[Items listed in a dataset]
------------------------------------------------

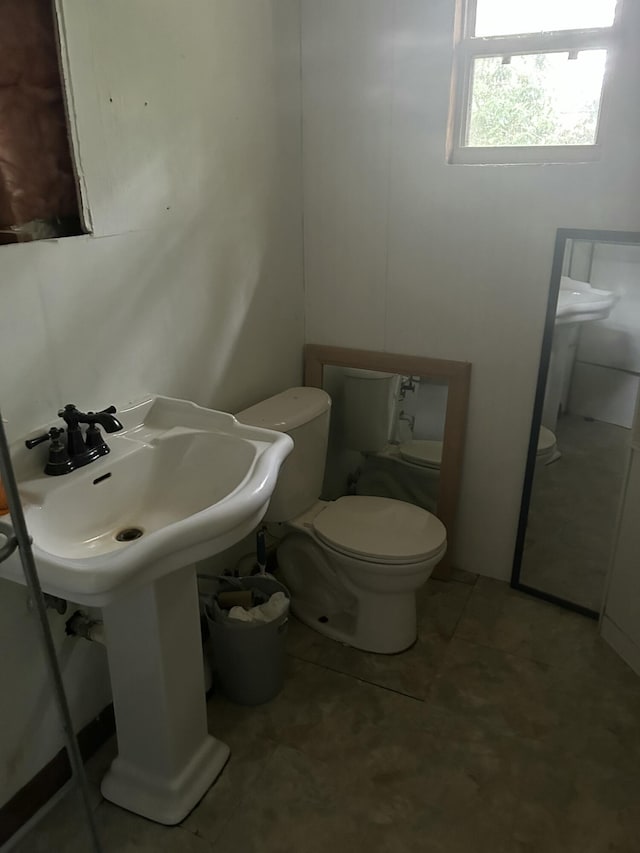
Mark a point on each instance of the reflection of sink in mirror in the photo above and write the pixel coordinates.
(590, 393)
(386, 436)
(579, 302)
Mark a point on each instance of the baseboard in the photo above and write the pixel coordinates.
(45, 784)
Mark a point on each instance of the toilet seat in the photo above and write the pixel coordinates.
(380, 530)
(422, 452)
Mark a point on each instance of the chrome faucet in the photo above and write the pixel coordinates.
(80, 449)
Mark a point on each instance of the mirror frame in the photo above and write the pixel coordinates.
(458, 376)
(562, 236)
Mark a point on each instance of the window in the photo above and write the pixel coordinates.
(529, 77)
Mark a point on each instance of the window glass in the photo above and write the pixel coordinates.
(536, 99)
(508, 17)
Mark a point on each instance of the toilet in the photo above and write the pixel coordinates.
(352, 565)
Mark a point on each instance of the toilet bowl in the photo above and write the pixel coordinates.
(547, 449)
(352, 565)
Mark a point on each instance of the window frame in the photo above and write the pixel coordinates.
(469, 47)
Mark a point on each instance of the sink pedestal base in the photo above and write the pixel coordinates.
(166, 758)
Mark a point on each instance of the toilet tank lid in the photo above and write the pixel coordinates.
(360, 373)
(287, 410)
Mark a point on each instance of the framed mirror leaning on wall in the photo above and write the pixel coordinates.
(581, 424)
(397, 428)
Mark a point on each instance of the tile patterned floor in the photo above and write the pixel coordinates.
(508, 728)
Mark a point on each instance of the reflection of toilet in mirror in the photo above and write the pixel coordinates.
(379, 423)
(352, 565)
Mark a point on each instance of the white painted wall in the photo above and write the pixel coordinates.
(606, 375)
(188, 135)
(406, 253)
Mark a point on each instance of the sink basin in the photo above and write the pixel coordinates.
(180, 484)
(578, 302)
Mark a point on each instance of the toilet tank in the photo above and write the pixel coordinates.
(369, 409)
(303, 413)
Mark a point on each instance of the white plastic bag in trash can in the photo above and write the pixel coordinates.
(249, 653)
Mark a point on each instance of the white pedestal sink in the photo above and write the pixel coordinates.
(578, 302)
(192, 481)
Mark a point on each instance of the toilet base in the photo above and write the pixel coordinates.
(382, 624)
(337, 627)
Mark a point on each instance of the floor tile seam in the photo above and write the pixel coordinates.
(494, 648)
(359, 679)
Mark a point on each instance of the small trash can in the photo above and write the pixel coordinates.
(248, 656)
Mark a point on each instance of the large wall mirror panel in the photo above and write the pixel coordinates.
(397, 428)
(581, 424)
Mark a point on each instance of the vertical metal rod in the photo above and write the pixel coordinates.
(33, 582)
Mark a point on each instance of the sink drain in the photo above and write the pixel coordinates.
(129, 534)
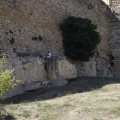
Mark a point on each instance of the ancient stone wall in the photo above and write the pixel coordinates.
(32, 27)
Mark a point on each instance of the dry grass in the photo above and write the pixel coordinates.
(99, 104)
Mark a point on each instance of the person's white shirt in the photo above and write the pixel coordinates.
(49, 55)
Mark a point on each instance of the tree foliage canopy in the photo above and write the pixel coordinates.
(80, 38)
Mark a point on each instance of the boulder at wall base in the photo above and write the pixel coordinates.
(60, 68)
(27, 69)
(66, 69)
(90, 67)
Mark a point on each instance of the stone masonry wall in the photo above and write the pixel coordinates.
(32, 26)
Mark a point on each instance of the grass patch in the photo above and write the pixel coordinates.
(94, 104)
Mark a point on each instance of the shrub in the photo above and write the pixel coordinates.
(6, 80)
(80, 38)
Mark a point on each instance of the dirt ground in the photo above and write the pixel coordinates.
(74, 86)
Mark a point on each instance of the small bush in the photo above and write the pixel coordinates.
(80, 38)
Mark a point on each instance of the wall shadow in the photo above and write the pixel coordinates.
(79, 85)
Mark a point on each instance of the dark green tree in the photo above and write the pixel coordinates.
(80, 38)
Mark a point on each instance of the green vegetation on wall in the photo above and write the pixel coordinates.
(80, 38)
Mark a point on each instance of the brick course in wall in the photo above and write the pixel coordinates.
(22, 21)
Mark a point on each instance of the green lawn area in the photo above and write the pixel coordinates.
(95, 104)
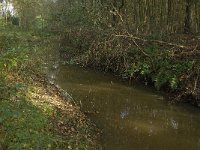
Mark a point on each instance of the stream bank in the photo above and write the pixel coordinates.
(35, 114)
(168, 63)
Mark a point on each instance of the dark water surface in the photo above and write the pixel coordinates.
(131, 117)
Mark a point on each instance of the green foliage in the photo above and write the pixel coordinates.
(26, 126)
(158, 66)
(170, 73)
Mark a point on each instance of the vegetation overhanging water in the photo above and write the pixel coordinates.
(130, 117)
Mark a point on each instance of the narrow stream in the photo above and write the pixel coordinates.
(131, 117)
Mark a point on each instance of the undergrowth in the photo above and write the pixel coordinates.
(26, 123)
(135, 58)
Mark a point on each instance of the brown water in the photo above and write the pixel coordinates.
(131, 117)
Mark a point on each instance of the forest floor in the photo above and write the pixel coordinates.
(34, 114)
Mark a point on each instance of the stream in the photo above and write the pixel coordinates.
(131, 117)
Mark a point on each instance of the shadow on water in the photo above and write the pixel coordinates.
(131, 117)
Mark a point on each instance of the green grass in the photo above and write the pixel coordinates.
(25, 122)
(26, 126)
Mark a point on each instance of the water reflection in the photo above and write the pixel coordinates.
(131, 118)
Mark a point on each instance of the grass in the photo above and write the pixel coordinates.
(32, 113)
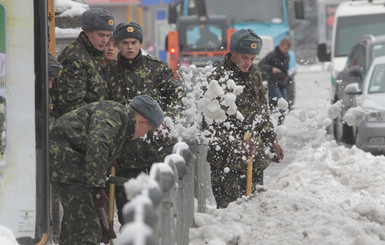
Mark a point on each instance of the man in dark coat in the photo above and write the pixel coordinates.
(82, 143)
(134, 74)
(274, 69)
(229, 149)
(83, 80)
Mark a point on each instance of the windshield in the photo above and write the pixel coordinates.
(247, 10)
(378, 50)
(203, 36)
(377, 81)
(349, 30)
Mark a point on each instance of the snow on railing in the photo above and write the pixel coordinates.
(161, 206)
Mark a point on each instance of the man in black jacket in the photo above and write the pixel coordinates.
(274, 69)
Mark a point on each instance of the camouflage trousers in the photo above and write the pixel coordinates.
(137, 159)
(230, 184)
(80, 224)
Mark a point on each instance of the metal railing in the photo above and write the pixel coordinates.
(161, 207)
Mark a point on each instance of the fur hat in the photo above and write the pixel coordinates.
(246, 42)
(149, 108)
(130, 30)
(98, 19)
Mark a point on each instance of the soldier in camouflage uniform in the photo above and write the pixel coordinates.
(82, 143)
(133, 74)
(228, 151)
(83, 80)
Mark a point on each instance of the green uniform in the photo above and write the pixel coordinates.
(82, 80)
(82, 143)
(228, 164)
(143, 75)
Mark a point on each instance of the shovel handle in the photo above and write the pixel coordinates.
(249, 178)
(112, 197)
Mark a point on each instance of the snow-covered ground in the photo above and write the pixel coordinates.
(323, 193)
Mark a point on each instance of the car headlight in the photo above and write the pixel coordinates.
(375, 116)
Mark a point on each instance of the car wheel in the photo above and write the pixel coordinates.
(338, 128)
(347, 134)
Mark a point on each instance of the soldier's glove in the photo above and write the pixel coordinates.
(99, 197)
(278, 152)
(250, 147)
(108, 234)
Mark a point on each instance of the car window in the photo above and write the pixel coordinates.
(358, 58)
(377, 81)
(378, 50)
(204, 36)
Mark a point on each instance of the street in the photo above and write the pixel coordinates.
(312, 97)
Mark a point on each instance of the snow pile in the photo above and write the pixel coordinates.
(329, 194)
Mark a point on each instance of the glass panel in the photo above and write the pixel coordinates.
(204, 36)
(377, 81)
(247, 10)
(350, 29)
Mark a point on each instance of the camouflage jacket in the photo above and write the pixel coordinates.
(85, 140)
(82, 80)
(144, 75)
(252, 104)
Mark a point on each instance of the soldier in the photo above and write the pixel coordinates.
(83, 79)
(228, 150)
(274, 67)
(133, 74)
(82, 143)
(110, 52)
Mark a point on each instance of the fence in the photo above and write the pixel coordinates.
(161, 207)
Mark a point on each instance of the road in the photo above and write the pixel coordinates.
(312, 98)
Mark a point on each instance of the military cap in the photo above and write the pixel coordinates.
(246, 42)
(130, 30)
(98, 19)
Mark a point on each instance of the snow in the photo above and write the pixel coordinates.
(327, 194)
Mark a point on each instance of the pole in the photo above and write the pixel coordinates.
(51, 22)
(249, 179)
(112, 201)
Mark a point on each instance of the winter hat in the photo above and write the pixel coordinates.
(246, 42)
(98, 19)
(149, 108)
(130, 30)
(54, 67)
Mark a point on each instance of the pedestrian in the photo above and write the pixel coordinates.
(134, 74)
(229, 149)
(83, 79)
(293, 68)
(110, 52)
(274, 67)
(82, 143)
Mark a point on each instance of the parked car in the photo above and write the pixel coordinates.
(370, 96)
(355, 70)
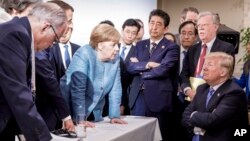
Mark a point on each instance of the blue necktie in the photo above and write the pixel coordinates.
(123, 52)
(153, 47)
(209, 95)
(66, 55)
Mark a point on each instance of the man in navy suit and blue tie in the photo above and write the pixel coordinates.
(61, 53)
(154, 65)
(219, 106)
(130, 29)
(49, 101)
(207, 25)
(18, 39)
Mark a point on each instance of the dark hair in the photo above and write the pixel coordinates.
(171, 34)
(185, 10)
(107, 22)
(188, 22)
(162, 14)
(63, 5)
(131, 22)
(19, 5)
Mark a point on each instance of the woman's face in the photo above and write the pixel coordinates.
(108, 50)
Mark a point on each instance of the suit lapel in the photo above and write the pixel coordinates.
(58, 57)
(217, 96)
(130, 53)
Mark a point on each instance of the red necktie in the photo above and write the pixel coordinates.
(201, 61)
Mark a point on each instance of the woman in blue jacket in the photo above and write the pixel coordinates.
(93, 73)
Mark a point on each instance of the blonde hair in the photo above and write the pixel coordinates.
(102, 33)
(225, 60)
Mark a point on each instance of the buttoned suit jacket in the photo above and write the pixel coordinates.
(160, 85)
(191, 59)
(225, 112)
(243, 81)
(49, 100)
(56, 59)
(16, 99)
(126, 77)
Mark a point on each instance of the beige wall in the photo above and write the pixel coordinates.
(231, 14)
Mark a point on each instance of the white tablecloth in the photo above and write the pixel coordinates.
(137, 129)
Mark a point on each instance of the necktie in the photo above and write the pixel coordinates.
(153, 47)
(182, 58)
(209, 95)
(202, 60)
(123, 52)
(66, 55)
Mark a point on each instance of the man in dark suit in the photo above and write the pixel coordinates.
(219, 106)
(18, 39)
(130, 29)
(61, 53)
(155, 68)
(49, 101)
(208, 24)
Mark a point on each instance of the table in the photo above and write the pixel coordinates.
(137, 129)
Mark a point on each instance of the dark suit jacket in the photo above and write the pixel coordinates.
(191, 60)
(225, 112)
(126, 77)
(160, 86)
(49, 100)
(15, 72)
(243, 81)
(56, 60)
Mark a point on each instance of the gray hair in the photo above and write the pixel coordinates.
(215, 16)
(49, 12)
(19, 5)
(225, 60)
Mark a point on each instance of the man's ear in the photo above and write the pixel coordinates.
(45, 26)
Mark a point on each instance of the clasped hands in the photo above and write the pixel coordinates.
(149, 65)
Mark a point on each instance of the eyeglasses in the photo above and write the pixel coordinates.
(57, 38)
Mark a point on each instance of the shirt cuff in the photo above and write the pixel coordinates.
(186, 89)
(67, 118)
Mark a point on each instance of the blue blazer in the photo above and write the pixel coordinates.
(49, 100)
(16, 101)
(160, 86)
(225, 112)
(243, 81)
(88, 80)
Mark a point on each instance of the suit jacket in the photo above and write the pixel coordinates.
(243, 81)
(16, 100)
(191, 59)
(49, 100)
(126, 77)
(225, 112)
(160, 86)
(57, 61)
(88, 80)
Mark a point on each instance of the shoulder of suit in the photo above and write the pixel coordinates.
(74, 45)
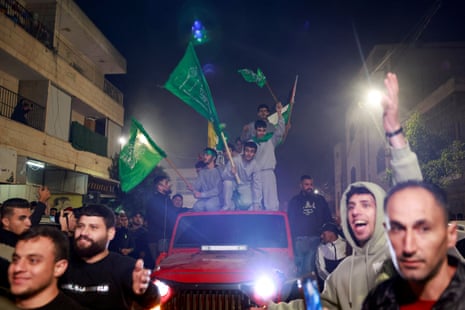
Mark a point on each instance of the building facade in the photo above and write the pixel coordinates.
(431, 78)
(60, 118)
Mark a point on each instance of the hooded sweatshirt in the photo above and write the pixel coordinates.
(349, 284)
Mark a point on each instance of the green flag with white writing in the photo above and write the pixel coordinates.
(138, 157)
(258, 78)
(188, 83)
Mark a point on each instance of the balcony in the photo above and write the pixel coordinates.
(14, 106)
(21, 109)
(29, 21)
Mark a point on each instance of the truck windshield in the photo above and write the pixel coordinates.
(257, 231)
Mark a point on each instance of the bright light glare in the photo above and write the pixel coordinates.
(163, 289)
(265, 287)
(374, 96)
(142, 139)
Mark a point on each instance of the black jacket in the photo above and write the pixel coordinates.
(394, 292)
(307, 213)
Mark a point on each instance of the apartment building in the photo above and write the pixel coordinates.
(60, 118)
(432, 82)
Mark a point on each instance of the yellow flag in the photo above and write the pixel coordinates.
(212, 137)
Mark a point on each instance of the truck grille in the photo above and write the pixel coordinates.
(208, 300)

------------------------------------------------

What to work on: Taking the line with "Mark a point on each instance of the yellow" as the start and the last line of the data above as the end, write out those two lines and every line between them exactly, and only those.

Response:
Mark a point on each instance of the yellow flag in the photo above and write the pixel coordinates.
(212, 137)
Mark a point on each instance of the truck grille in the photo above and write the pixel coordinates.
(208, 300)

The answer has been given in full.